• **Exercise instructions**
Write each line again exactly as it is, from the opening line of the records below through the one containing "box: [290, 106, 399, 147]", and add nothing.

• **Stored data entries**
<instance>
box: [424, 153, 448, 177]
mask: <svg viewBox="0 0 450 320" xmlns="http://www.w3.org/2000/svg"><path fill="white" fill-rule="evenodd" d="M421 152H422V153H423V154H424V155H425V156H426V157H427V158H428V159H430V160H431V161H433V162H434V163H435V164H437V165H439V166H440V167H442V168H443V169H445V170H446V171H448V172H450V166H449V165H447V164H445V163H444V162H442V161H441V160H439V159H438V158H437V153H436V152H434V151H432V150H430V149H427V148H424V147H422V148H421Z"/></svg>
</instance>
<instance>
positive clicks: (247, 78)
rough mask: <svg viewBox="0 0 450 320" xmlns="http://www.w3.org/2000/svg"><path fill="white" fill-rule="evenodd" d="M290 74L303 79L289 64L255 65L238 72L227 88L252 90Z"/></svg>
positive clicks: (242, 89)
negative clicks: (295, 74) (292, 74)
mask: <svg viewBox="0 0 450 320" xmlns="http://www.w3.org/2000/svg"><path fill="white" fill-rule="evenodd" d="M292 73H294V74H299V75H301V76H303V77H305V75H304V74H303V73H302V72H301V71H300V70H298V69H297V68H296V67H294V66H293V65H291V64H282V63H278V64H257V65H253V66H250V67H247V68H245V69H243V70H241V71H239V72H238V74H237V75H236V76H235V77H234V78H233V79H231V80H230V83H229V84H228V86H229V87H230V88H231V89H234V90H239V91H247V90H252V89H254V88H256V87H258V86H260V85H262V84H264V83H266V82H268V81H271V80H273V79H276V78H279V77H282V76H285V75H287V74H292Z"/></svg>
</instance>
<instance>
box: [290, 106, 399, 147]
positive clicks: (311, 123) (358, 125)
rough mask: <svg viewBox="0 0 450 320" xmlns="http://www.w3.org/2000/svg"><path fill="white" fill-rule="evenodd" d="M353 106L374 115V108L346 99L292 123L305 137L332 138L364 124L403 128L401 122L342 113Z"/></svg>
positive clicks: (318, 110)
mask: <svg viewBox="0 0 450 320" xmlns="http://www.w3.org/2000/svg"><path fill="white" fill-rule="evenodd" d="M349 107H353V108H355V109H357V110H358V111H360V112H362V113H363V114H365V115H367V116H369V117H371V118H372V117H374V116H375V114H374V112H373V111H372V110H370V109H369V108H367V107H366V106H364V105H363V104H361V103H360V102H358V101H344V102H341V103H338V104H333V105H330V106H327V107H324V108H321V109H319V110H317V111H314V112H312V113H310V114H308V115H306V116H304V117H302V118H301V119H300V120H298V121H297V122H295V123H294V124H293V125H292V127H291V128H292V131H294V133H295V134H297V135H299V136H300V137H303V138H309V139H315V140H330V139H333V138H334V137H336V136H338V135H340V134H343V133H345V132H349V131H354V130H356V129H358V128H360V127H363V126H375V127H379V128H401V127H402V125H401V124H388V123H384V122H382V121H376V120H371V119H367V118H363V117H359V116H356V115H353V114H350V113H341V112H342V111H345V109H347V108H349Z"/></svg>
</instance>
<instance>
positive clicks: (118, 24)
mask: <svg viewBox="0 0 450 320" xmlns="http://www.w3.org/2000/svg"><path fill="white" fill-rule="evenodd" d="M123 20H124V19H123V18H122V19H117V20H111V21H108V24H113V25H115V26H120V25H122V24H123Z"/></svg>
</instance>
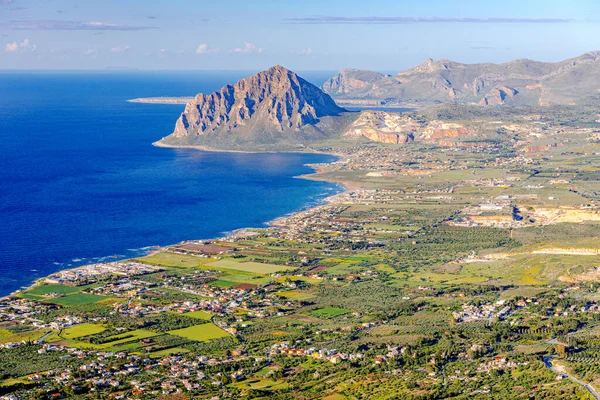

• **Exercise solution**
<instance>
box: [424, 153, 448, 177]
mask: <svg viewBox="0 0 450 320" xmlns="http://www.w3.org/2000/svg"><path fill="white" fill-rule="evenodd" d="M421 152H422V153H423V154H424V155H425V156H426V157H427V158H428V159H430V160H431V161H433V162H434V163H435V164H437V165H439V166H440V167H442V168H443V169H445V170H446V171H448V172H450V166H449V165H447V164H445V163H444V162H442V161H441V160H439V159H438V158H437V153H436V152H434V151H432V150H430V149H427V148H424V147H422V148H421Z"/></svg>
</instance>
<instance>
positive clicks: (247, 78)
rough mask: <svg viewBox="0 0 450 320" xmlns="http://www.w3.org/2000/svg"><path fill="white" fill-rule="evenodd" d="M290 74L303 79L289 64L255 65L238 72L227 88L252 90Z"/></svg>
positive clicks: (242, 89)
negative clicks: (295, 74) (292, 74)
mask: <svg viewBox="0 0 450 320" xmlns="http://www.w3.org/2000/svg"><path fill="white" fill-rule="evenodd" d="M292 73H294V74H299V75H301V76H303V77H305V75H304V74H303V73H302V72H301V71H300V70H298V69H297V68H296V67H294V66H293V65H291V64H282V63H278V64H257V65H253V66H250V67H247V68H245V69H243V70H241V71H239V72H238V74H237V75H236V76H235V77H234V78H233V79H231V80H230V83H229V84H228V86H229V87H230V88H231V89H234V90H239V91H247V90H252V89H254V88H256V87H258V86H260V85H262V84H264V83H266V82H268V81H271V80H273V79H276V78H279V77H282V76H285V75H287V74H292Z"/></svg>
</instance>
<instance>
box: [290, 106, 399, 147]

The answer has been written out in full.